Saved entries:

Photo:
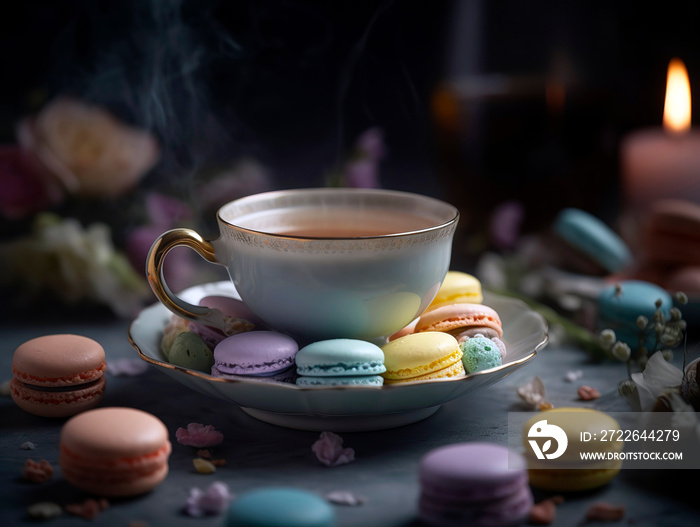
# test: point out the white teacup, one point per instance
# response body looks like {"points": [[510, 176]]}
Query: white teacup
{"points": [[323, 263]]}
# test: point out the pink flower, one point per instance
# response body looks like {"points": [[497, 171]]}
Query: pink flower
{"points": [[329, 450], [199, 436], [89, 150], [213, 501], [26, 186]]}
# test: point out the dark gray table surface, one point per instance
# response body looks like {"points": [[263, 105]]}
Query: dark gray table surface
{"points": [[260, 454]]}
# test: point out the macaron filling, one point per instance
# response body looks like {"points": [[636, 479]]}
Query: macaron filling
{"points": [[255, 368], [342, 368]]}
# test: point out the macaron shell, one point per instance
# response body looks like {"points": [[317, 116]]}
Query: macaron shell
{"points": [[279, 507], [47, 403], [59, 360], [454, 316], [255, 353], [114, 432], [453, 371], [507, 511], [458, 287], [340, 357], [419, 354], [480, 354], [572, 480], [114, 451]]}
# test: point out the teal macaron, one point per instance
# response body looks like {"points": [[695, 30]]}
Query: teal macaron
{"points": [[594, 238], [340, 358], [480, 353], [620, 305], [279, 507], [360, 380]]}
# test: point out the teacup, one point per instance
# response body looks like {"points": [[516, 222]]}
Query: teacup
{"points": [[322, 263]]}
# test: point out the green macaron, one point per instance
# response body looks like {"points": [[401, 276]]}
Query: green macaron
{"points": [[480, 353], [190, 351]]}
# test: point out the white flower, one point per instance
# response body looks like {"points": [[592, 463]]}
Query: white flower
{"points": [[658, 377], [74, 263]]}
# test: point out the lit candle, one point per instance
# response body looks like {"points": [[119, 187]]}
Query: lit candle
{"points": [[664, 163]]}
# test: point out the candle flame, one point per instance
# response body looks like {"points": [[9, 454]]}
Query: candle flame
{"points": [[677, 104]]}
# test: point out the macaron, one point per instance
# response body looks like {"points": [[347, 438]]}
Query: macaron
{"points": [[592, 239], [190, 351], [238, 317], [114, 452], [568, 471], [480, 353], [477, 484], [340, 362], [172, 329], [279, 507], [458, 287], [422, 356], [255, 353], [340, 358], [461, 320], [620, 305], [58, 375]]}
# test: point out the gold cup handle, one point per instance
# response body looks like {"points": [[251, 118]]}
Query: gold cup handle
{"points": [[154, 272]]}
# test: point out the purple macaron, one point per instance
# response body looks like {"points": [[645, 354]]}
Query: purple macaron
{"points": [[239, 319], [479, 484], [260, 353]]}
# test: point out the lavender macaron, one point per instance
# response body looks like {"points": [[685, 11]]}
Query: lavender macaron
{"points": [[258, 353], [477, 484]]}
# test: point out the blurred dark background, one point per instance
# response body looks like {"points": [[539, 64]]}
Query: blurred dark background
{"points": [[480, 101]]}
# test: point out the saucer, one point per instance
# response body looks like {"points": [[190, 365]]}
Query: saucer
{"points": [[340, 408]]}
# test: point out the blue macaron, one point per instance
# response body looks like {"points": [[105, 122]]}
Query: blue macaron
{"points": [[340, 358], [592, 237], [279, 507], [620, 305]]}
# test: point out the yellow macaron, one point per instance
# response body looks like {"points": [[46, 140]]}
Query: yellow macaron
{"points": [[458, 287], [587, 431], [422, 356]]}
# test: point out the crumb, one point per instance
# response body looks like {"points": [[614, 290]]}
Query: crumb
{"points": [[344, 497], [89, 509], [198, 435], [601, 511], [544, 512], [37, 472], [44, 510], [586, 393], [329, 450]]}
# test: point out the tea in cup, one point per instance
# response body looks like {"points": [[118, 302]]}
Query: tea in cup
{"points": [[323, 263]]}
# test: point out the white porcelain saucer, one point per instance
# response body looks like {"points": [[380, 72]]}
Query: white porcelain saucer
{"points": [[338, 408]]}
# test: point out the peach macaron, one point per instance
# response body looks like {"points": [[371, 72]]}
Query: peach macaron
{"points": [[114, 451], [461, 320], [58, 375]]}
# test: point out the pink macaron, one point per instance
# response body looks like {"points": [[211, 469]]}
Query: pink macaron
{"points": [[58, 375], [114, 452], [461, 320]]}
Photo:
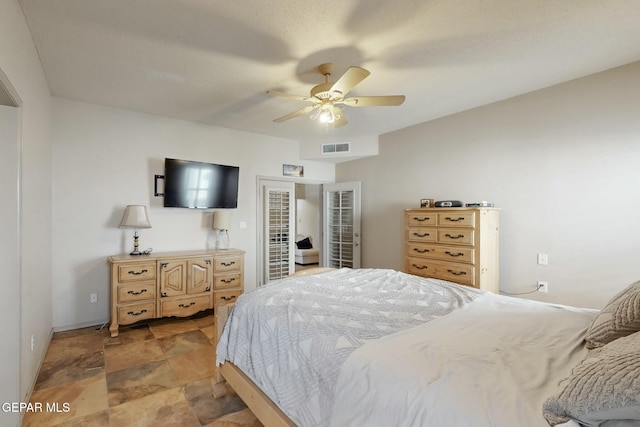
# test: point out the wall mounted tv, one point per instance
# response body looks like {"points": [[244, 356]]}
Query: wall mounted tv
{"points": [[198, 185]]}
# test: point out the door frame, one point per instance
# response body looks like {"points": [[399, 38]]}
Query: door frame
{"points": [[260, 180]]}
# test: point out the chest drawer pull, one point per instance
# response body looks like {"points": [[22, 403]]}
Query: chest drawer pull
{"points": [[457, 273], [459, 236], [454, 255]]}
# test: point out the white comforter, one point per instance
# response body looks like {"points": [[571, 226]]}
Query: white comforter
{"points": [[379, 347], [491, 363]]}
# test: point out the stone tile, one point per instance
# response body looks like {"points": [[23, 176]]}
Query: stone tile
{"points": [[207, 408], [165, 328], [167, 408], [99, 419], [129, 335], [132, 354], [139, 381], [74, 400], [184, 343], [64, 371], [71, 347], [244, 418], [193, 366]]}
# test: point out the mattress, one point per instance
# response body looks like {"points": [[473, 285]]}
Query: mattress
{"points": [[381, 347]]}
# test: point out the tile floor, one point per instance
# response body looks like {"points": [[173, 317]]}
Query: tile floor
{"points": [[156, 374]]}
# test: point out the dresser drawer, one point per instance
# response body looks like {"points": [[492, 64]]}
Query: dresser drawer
{"points": [[448, 253], [456, 219], [421, 219], [226, 297], [135, 312], [185, 306], [459, 236], [138, 272], [230, 263], [132, 293], [225, 281], [422, 234], [463, 274]]}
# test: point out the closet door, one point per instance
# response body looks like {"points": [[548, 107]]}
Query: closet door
{"points": [[279, 229], [341, 224]]}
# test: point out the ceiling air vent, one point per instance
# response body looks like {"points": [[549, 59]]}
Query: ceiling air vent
{"points": [[342, 147]]}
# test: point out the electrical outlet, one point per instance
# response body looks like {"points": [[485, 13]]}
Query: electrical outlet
{"points": [[543, 286]]}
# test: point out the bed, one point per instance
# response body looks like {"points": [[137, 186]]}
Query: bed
{"points": [[377, 347]]}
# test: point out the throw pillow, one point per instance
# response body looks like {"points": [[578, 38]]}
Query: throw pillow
{"points": [[603, 387], [619, 318]]}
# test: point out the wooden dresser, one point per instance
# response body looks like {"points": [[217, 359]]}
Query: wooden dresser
{"points": [[460, 245], [172, 284]]}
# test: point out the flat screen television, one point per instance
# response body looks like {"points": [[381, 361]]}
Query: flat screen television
{"points": [[198, 185]]}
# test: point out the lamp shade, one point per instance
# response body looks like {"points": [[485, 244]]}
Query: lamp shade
{"points": [[135, 216], [221, 220]]}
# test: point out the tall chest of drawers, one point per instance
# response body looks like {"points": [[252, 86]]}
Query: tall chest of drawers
{"points": [[460, 245], [176, 284]]}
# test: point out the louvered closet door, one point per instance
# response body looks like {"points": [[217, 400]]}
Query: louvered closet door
{"points": [[342, 225], [279, 229]]}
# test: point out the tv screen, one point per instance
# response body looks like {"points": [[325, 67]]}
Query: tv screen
{"points": [[198, 185]]}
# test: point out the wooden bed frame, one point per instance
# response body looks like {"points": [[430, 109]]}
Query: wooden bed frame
{"points": [[261, 405]]}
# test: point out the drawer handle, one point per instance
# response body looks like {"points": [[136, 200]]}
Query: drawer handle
{"points": [[459, 236], [137, 273], [421, 234], [454, 255], [457, 273]]}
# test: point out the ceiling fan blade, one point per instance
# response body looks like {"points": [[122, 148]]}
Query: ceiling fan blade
{"points": [[341, 121], [300, 112], [290, 96], [350, 79], [374, 101]]}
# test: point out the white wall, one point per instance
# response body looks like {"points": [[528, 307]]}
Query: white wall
{"points": [[105, 158], [561, 163], [20, 65]]}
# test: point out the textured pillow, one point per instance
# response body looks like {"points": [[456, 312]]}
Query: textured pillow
{"points": [[604, 386], [304, 244], [619, 318]]}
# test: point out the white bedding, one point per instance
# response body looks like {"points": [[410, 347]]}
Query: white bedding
{"points": [[379, 347], [491, 363]]}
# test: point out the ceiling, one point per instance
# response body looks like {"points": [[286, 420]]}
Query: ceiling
{"points": [[212, 61]]}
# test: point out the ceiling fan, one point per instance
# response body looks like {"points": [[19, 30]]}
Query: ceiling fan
{"points": [[328, 99]]}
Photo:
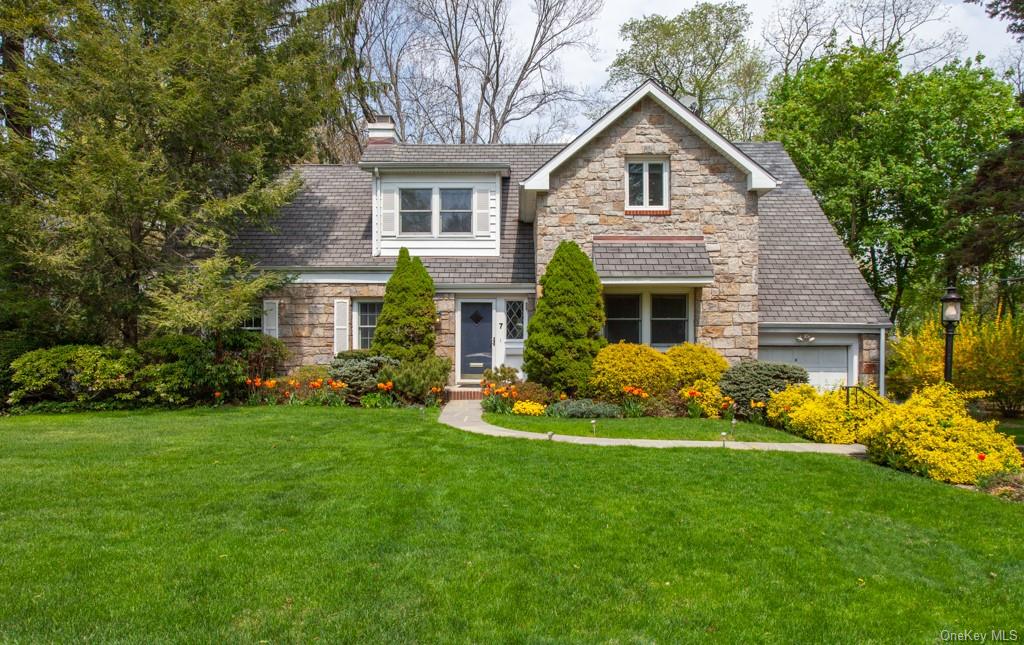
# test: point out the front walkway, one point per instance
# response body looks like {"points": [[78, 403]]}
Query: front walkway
{"points": [[468, 416]]}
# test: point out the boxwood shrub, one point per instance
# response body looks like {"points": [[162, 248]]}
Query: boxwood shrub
{"points": [[756, 380]]}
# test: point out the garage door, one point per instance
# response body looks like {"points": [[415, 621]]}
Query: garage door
{"points": [[825, 364]]}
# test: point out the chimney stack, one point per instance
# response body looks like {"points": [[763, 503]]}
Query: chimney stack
{"points": [[381, 130]]}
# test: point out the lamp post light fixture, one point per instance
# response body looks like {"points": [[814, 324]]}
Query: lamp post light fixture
{"points": [[951, 305]]}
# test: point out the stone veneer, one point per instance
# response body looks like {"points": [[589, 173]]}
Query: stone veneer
{"points": [[305, 319], [709, 198]]}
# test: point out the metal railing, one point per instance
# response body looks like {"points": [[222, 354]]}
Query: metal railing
{"points": [[853, 392]]}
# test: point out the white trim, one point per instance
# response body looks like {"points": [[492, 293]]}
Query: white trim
{"points": [[882, 361], [269, 320], [668, 282], [757, 177], [666, 162]]}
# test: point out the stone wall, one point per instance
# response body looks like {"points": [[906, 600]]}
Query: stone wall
{"points": [[305, 320], [709, 198]]}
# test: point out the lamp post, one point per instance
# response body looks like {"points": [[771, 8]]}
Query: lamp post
{"points": [[950, 317]]}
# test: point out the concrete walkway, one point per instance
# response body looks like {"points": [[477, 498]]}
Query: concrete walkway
{"points": [[468, 416]]}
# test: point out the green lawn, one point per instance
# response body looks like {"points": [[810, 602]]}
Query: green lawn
{"points": [[1013, 427], [644, 428], [300, 524]]}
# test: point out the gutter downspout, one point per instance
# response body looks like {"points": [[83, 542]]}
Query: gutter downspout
{"points": [[882, 361]]}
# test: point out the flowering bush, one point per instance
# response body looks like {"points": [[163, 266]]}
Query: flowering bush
{"points": [[294, 391], [528, 409], [932, 434], [627, 363], [498, 398], [705, 398], [633, 401], [692, 362], [780, 404], [987, 357]]}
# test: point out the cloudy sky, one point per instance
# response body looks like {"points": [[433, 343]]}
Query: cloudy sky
{"points": [[984, 35]]}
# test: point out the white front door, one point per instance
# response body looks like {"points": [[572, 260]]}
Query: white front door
{"points": [[827, 366]]}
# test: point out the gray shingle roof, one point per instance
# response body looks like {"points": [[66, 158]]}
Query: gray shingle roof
{"points": [[328, 224], [649, 259], [805, 273]]}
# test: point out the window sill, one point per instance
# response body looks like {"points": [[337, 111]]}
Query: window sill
{"points": [[648, 211]]}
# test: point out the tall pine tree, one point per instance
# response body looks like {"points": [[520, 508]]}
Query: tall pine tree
{"points": [[564, 334]]}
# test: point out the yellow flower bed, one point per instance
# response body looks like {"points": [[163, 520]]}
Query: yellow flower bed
{"points": [[932, 434], [528, 409], [692, 362]]}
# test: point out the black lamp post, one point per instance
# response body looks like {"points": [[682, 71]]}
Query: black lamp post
{"points": [[950, 318]]}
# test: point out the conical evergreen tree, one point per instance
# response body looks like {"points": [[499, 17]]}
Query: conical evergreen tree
{"points": [[406, 326], [564, 334]]}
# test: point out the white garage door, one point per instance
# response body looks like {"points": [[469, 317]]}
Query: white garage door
{"points": [[825, 364]]}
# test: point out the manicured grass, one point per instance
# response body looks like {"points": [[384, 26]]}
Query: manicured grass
{"points": [[644, 428], [301, 524], [1013, 427]]}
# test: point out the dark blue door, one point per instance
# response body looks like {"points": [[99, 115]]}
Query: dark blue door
{"points": [[476, 343]]}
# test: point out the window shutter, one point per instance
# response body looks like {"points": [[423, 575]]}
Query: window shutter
{"points": [[389, 214], [341, 306], [481, 213], [270, 317]]}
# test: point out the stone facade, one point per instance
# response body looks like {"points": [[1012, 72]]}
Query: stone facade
{"points": [[709, 198], [305, 314]]}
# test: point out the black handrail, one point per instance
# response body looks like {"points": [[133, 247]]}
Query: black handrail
{"points": [[857, 390]]}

■ Task description
Pictures do not belong in the copy. Repeat only the lines from the top of the records through the line containing "# test: point out the dark gray".

■ Task output
Photo:
# test: point out the white teacup, one point per instance
# response body looks like {"points": [[510, 176]]}
Query: white teacup
{"points": [[323, 263]]}
# test: point out the pink flower, one point per instance
# response body looks like {"points": [[497, 171]]}
Query: pink flower
{"points": [[329, 450], [199, 436], [89, 150], [213, 501], [26, 186]]}
# test: point out the dark gray table surface, one point per instance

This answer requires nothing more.